## Цель
Перепишите целиком только ту часть записей ниже, которая открывается строкой, содержащей «frame in the photo above.», и продолжается до конца записей, сдвинув каждую координату точек в ответах на -54.

#####

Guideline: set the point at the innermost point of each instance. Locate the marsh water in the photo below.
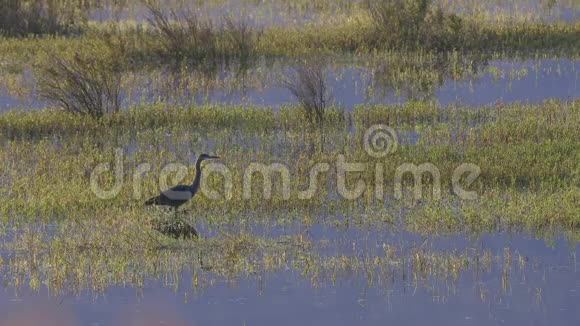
(360, 273)
(543, 289)
(374, 81)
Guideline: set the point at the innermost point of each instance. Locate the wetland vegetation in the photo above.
(119, 97)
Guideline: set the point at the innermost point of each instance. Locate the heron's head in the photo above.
(204, 157)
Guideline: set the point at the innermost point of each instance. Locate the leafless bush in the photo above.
(309, 88)
(84, 82)
(20, 18)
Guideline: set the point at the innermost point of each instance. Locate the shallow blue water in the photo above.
(508, 81)
(543, 293)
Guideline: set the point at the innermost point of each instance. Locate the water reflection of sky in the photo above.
(529, 81)
(546, 294)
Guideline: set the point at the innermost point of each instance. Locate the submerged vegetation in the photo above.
(121, 119)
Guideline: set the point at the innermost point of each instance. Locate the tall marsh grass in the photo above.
(21, 18)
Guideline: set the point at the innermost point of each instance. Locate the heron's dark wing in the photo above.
(172, 197)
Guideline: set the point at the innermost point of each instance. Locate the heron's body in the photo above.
(181, 194)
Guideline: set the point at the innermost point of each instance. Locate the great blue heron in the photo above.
(179, 195)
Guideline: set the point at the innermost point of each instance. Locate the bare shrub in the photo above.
(86, 81)
(309, 88)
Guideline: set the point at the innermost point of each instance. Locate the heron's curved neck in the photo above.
(197, 179)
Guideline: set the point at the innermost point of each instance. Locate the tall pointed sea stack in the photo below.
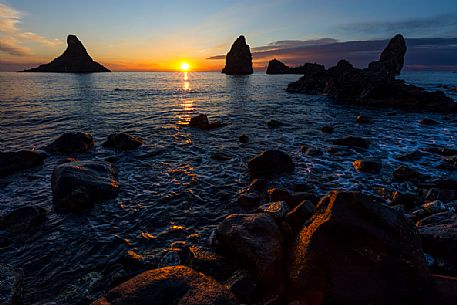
(75, 59)
(239, 59)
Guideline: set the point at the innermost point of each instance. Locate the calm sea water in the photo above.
(171, 188)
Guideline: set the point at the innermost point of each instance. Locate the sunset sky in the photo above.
(159, 35)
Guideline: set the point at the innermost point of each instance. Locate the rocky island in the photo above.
(75, 59)
(375, 86)
(239, 59)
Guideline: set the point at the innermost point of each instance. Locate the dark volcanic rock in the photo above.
(270, 162)
(10, 285)
(239, 59)
(277, 67)
(356, 251)
(75, 59)
(12, 162)
(254, 239)
(375, 86)
(122, 141)
(72, 142)
(178, 285)
(76, 186)
(23, 219)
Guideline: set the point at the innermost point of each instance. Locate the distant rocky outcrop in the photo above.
(277, 67)
(374, 86)
(75, 59)
(239, 59)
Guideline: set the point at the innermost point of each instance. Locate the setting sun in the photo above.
(185, 66)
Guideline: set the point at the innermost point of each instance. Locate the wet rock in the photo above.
(351, 141)
(122, 141)
(12, 162)
(367, 166)
(256, 241)
(243, 138)
(355, 251)
(76, 186)
(169, 285)
(201, 121)
(428, 122)
(403, 173)
(362, 119)
(75, 59)
(23, 219)
(278, 210)
(311, 151)
(72, 142)
(270, 162)
(239, 59)
(327, 129)
(11, 285)
(243, 286)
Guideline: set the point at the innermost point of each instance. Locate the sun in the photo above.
(185, 66)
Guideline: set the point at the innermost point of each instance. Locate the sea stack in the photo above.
(239, 59)
(75, 59)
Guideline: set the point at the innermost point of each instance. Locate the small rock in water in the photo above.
(122, 141)
(72, 142)
(368, 166)
(12, 162)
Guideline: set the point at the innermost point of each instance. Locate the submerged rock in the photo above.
(239, 59)
(375, 86)
(270, 162)
(75, 59)
(356, 251)
(169, 285)
(12, 162)
(122, 141)
(76, 186)
(72, 142)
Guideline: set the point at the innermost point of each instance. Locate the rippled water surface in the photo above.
(171, 188)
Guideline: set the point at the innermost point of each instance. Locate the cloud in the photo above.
(12, 37)
(422, 52)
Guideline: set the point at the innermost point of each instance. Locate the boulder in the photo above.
(75, 59)
(122, 141)
(255, 240)
(76, 186)
(356, 251)
(23, 219)
(270, 162)
(239, 59)
(10, 285)
(178, 285)
(72, 142)
(12, 162)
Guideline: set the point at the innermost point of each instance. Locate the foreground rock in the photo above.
(356, 251)
(75, 59)
(77, 185)
(239, 59)
(122, 141)
(255, 239)
(12, 162)
(72, 142)
(277, 67)
(170, 285)
(374, 86)
(270, 162)
(10, 285)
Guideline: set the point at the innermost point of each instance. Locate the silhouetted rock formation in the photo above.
(75, 59)
(239, 59)
(375, 86)
(277, 67)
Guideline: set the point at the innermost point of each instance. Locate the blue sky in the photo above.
(157, 35)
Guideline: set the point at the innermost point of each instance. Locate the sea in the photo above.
(173, 188)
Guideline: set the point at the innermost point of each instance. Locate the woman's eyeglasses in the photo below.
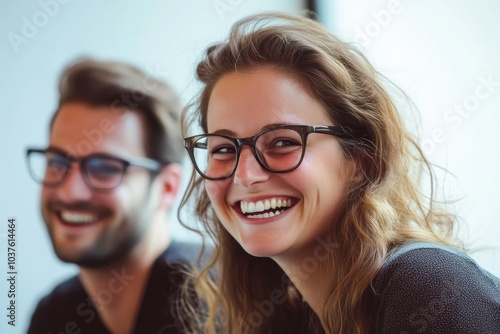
(278, 150)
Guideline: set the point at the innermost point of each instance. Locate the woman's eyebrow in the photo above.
(227, 132)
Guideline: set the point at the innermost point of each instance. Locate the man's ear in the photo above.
(170, 178)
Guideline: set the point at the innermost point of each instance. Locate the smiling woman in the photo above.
(309, 188)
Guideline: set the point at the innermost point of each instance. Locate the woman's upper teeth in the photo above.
(260, 206)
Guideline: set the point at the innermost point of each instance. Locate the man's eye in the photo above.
(100, 168)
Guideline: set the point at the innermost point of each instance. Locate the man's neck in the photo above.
(117, 290)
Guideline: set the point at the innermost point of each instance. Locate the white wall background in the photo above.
(440, 53)
(446, 56)
(164, 38)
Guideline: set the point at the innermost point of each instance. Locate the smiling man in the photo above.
(109, 176)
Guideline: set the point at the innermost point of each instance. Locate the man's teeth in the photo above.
(261, 206)
(78, 217)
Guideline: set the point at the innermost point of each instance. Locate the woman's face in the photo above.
(241, 105)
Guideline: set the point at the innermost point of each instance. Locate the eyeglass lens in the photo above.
(278, 150)
(51, 168)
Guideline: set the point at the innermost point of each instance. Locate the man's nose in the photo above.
(74, 187)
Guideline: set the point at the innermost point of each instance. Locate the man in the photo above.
(110, 175)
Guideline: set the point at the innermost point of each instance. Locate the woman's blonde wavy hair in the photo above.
(383, 207)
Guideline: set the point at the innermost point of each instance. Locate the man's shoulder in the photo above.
(423, 287)
(67, 290)
(184, 252)
(66, 306)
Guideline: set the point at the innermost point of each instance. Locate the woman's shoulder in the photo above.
(427, 287)
(425, 263)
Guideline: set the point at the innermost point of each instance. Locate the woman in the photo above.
(309, 187)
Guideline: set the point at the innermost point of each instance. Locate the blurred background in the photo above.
(444, 55)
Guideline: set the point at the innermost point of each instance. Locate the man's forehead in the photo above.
(89, 129)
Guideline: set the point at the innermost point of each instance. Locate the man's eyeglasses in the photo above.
(100, 171)
(278, 150)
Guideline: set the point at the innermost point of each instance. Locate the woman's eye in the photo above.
(223, 153)
(286, 142)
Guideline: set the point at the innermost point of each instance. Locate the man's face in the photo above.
(94, 227)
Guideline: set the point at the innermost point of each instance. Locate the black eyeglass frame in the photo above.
(190, 143)
(147, 163)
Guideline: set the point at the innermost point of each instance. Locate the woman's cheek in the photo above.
(215, 190)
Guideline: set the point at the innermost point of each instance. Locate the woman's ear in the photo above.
(170, 178)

#####

## Ответ
Guideline: set the point at the innermost point of each instance. Locate the black eyeglass frame in the photo above.
(136, 89)
(93, 109)
Guideline: set the point at the innermost point of each instance. Locate the woman's cheek in the photo above.
(161, 136)
Guideline: set the point at the innermost point of each instance. Locate the woman's ear in the photo above.
(116, 124)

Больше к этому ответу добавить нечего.